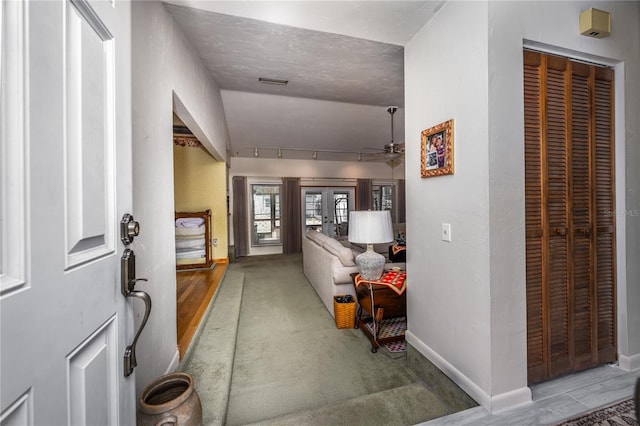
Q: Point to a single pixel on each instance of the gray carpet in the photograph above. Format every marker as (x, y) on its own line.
(293, 366)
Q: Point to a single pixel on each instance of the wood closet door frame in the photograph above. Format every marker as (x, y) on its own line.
(569, 215)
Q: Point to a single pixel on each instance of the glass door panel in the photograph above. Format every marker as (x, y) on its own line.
(327, 210)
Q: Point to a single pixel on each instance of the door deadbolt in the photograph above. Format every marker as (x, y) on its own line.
(129, 228)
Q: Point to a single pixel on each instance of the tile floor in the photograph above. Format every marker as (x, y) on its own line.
(555, 400)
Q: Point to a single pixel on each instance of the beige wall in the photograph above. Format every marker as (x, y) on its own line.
(200, 184)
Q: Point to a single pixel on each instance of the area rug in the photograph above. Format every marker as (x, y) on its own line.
(392, 327)
(621, 413)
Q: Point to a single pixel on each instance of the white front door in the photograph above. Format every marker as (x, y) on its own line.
(65, 183)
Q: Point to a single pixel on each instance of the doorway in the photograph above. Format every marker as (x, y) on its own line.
(326, 209)
(569, 215)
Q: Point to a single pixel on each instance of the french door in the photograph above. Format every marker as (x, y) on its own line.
(570, 216)
(327, 210)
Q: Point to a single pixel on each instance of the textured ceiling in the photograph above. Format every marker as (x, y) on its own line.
(344, 62)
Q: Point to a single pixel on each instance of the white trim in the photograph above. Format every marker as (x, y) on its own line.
(175, 362)
(14, 136)
(629, 363)
(493, 403)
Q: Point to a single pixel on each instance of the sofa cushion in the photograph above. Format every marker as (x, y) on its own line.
(317, 237)
(341, 252)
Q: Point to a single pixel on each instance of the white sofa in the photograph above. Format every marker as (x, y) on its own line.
(327, 264)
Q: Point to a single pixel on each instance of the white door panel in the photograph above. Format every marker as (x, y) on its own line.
(66, 181)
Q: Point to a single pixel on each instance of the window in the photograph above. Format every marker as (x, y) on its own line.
(265, 214)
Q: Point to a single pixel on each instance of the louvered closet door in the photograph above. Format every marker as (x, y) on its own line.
(570, 223)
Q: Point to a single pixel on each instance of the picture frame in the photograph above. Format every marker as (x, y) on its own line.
(436, 150)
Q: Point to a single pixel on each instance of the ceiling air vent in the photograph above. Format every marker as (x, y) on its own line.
(273, 81)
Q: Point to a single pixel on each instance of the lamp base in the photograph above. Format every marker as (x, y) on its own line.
(370, 264)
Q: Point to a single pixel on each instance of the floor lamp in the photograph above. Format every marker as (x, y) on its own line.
(370, 227)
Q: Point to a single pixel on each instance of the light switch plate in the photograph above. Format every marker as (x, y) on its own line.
(446, 232)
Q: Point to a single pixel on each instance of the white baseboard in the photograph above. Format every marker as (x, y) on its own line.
(629, 363)
(493, 403)
(173, 365)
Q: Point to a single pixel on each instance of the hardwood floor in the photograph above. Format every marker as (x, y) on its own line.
(194, 292)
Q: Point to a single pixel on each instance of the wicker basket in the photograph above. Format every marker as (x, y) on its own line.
(345, 313)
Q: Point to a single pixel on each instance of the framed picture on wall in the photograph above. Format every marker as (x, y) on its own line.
(436, 150)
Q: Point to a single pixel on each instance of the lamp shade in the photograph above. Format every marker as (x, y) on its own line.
(370, 227)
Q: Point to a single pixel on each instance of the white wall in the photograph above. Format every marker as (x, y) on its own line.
(449, 305)
(165, 71)
(466, 64)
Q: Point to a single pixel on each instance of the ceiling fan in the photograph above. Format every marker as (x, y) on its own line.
(392, 152)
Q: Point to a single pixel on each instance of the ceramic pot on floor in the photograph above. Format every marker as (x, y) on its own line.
(170, 400)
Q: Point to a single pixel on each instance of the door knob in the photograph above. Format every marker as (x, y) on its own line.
(129, 228)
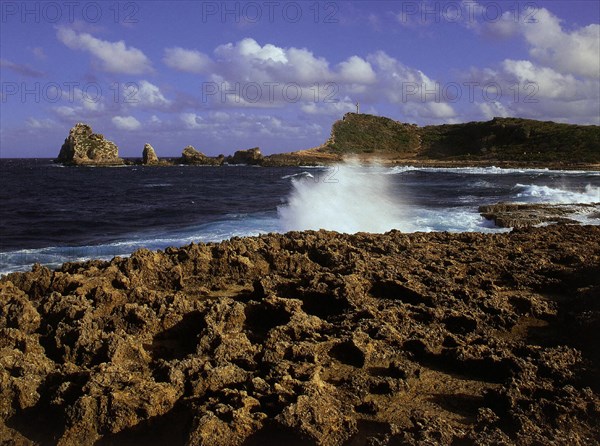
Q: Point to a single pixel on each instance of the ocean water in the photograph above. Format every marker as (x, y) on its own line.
(52, 214)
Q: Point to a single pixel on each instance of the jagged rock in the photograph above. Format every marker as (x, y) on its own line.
(310, 338)
(83, 147)
(192, 156)
(149, 155)
(520, 215)
(250, 156)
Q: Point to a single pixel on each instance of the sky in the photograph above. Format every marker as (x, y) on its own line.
(224, 76)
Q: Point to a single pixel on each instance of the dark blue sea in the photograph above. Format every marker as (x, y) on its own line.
(52, 214)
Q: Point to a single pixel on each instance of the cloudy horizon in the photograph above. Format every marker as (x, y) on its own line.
(223, 76)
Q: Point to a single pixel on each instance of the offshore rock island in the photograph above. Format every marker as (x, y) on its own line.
(504, 142)
(312, 338)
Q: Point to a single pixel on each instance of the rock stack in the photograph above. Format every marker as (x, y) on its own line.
(192, 156)
(83, 147)
(250, 156)
(149, 157)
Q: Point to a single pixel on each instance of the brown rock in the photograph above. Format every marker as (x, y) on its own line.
(83, 147)
(192, 156)
(249, 157)
(149, 157)
(310, 338)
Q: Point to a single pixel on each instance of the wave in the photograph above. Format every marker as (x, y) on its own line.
(547, 194)
(54, 256)
(342, 200)
(296, 175)
(492, 170)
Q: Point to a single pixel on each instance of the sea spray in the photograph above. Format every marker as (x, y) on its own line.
(345, 198)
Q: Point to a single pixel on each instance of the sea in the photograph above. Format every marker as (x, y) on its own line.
(51, 214)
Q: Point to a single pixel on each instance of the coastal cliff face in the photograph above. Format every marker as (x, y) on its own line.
(312, 338)
(83, 147)
(501, 139)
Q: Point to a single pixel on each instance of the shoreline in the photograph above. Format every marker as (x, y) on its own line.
(442, 164)
(311, 337)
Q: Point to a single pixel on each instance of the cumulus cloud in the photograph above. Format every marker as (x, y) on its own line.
(248, 61)
(22, 69)
(191, 121)
(46, 123)
(149, 95)
(114, 57)
(190, 61)
(126, 123)
(358, 70)
(575, 52)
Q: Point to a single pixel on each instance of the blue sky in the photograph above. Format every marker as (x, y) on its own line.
(223, 76)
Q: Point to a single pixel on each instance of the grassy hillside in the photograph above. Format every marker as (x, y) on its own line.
(502, 139)
(512, 139)
(367, 134)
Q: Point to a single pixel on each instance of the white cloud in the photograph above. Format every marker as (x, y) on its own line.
(576, 52)
(126, 123)
(548, 82)
(568, 52)
(187, 60)
(148, 94)
(40, 123)
(357, 70)
(191, 121)
(493, 109)
(114, 57)
(329, 108)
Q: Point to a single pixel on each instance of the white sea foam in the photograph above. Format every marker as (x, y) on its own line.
(342, 199)
(546, 194)
(492, 170)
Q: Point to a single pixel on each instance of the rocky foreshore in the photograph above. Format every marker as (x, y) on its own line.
(311, 338)
(520, 215)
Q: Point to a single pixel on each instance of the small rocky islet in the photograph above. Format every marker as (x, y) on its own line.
(311, 338)
(503, 142)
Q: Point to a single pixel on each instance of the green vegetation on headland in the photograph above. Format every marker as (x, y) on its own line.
(501, 141)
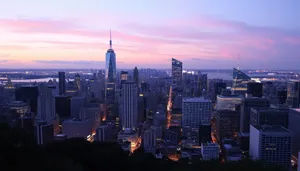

- - - -

- [EXERCISE] Pull out every line of the listing above that contains the string "picture". Case counts, so match capital and small letters as given.

- [RESPONSE BELOW]
Q: Point to a single pixel on each instance of the picture frame in the photograph above. Format every marker as (x, y) on its own line.
Q: Point to a single pixel on each instance of the framed picture on wall in the photograph above. Format every marker as (x, y) on its own line.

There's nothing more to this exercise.